Given text.
--- Start ---

To simplify the problem, we do things such as ignore the facts that companies are most likely looking for multiple applicants, that there are most likely more applicants than open jobs and that not every applicant will apply to every company. A simpler problem to face is: each of n applicants applies to each of n companies and every company will only accept one applicant. G&S then use a set of men and a set of women getting engaged as their example. A perfect matching set is a matching set with the property that each man and each woman appear in exactly one pair. Each man and each woman creates a preference list of the members of the opposite gender and these preference lists are used to ensure the matching set is stable. If a pair (m, w') does not belong to S, but both m and w' prefer the other to their current partner, the set is unstable.

Description of the algorithm:

   Initially all //m ∈ M// and //w ∈ W// are free
   While there is a man //m// who is free and hasn't proposed to every woman
        Choose such a man //m//
        Let //w// be the highest-ranked woman in //m//'s preference list to whom //m// has not yet proposed
        If //w// is free then
             (//m//, //w//) become engaged
        Else //w// is currently engaged to //m'//
             If //w// prefers //m'// to //m// then
                  //m// remains free
             Else //w// prefers //m// to //m;//
                  (//m//, //w//) become engaged
                  //m'// becomes free
             Endif
        Endif
   Endwhile
   Return the set //S// of engaged pairs

--- End ---

Task 1.
Give the rows from the line with "Select fence plank." to the line with "0 260 1280 719", both included, as a JSON list of strings with one string per line and blank lines left out.
The rows have no connection to the stable matching passage.

Recorded data.
--- Start ---

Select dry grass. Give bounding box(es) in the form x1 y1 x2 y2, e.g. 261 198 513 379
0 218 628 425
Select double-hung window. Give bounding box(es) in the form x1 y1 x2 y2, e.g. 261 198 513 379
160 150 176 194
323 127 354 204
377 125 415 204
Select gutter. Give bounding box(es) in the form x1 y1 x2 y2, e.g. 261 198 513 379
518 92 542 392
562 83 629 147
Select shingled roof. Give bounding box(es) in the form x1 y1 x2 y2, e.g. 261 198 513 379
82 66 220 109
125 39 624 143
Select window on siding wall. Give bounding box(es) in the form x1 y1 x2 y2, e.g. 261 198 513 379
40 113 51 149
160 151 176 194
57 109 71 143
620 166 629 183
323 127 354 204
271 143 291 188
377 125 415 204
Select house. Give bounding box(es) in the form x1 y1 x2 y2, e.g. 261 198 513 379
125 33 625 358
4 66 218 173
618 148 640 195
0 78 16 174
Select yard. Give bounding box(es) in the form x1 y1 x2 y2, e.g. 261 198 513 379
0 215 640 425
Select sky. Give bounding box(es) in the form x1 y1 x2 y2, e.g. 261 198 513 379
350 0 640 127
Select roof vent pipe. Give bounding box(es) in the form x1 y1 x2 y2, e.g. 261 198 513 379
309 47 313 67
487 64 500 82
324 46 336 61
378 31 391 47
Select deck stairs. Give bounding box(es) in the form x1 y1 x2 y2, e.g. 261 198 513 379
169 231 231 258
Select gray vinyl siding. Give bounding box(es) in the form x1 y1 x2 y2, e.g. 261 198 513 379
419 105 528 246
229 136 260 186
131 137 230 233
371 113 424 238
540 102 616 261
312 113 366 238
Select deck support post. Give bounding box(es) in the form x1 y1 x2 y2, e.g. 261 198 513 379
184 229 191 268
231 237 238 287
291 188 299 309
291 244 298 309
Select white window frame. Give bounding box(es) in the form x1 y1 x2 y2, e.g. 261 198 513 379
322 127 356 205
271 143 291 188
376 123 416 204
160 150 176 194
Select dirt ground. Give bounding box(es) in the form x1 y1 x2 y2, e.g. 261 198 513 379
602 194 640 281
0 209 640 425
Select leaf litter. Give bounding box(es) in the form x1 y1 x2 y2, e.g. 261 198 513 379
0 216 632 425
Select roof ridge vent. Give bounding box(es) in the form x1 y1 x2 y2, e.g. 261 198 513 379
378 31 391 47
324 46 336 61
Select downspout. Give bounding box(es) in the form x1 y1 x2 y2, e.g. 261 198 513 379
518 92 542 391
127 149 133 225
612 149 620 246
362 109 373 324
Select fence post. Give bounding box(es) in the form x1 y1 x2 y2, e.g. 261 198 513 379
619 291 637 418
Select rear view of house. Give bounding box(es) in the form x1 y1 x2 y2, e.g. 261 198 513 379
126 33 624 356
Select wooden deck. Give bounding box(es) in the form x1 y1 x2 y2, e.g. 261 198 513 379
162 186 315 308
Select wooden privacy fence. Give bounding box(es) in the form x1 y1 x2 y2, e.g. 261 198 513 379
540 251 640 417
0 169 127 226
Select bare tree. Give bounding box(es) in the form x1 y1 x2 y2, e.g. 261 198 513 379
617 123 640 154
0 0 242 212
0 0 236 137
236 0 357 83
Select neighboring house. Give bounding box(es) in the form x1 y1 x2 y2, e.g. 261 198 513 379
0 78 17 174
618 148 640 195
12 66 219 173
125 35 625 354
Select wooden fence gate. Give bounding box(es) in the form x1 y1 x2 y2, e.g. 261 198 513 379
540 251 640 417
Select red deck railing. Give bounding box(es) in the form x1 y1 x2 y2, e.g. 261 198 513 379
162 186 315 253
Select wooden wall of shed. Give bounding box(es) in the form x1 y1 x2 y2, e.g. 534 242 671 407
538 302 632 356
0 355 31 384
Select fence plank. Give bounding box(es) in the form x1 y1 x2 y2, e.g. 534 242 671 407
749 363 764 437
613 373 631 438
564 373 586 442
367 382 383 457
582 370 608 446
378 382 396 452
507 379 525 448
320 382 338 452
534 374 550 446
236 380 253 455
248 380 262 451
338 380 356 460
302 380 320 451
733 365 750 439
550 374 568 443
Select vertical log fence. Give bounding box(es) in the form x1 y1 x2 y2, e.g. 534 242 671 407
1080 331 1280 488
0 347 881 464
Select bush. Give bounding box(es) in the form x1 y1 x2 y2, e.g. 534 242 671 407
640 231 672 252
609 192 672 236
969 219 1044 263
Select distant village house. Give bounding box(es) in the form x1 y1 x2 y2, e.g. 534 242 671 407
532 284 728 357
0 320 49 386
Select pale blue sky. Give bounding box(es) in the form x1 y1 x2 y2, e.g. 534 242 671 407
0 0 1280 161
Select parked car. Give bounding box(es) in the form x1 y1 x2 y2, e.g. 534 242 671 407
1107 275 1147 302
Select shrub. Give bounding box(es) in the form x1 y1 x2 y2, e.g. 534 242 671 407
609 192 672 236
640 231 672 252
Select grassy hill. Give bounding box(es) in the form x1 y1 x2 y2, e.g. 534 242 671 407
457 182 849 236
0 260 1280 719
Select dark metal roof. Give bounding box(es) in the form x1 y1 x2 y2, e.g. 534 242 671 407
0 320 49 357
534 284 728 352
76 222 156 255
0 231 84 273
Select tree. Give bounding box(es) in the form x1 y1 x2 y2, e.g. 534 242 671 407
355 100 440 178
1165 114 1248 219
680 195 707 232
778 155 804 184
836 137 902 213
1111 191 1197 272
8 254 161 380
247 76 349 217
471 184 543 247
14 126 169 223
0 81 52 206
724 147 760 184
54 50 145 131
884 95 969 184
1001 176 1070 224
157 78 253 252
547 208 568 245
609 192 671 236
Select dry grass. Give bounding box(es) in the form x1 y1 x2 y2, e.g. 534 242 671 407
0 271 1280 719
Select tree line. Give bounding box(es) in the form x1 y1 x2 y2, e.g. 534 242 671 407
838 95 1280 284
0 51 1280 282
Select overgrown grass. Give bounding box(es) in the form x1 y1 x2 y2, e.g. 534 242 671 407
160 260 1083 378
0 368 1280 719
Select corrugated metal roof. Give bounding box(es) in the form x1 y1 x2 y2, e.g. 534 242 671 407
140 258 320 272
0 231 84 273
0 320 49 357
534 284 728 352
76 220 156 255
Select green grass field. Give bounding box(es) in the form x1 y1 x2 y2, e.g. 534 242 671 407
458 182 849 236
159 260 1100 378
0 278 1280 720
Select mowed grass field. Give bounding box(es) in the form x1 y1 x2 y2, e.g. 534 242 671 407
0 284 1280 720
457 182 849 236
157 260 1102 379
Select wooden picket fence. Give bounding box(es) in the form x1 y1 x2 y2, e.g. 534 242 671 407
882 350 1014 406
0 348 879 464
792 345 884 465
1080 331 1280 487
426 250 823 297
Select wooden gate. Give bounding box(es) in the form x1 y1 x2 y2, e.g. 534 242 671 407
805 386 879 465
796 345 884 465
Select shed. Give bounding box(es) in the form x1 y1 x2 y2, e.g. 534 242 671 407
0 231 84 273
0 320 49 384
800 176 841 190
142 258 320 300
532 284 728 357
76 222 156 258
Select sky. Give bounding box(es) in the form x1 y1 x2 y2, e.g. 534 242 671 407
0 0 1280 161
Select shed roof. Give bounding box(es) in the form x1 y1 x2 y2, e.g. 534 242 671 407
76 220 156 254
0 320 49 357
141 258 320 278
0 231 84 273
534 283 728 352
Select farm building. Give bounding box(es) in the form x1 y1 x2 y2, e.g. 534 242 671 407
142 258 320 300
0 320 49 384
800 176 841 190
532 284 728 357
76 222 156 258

--- End ---

Task 2.
List every fact that the stable matching passage says is ignored to simplify the problem.

Complete output 1.
[
  "Select fence plank. Give bounding box(es) in the form x1 y1 x2 y2, e.g. 534 242 671 407",
  "749 363 764 437",
  "613 373 631 438",
  "564 373 586 442",
  "367 382 383 457",
  "582 370 608 446",
  "378 382 396 452",
  "507 379 525 448",
  "320 382 338 452",
  "534 374 550 446",
  "236 380 253 455",
  "248 380 262 451",
  "338 380 356 460",
  "302 380 320 451",
  "733 365 750 439",
  "550 374 568 443",
  "Select vertical log fence. Give bounding box(es) in the form x1 y1 x2 y2, e.g. 534 242 671 407",
  "1080 331 1280 488",
  "0 347 881 464",
  "Select bush. Give bounding box(es) in the form x1 y1 x2 y2, e.g. 534 242 671 407",
  "640 231 672 252",
  "609 192 672 236",
  "969 219 1044 263",
  "Select distant village house. Give bounding box(es) in the form x1 y1 x2 y2, e.g. 534 242 671 407",
  "532 284 728 357",
  "0 320 49 386",
  "Select pale blue sky. Give bounding box(es) in the form x1 y1 x2 y2, e.g. 534 242 671 407",
  "0 0 1280 161",
  "Select parked car. Give bounding box(es) in the form x1 y1 x2 y2, e.g. 534 242 671 407",
  "1107 275 1147 302",
  "Select shrub. Give bounding box(es) in the form x1 y1 x2 y2, e.g. 534 242 671 407",
  "609 192 672 236",
  "640 231 672 252",
  "Select grassy hill. Give bounding box(es) in the form x1 y1 x2 y2, e.g. 534 242 671 407",
  "457 182 849 236",
  "0 260 1280 719"
]

Complete output 2.
- Companies are most likely looking for multiple applicants.
- There are most likely more applicants than open jobs.
- Not every applicant will apply to every company.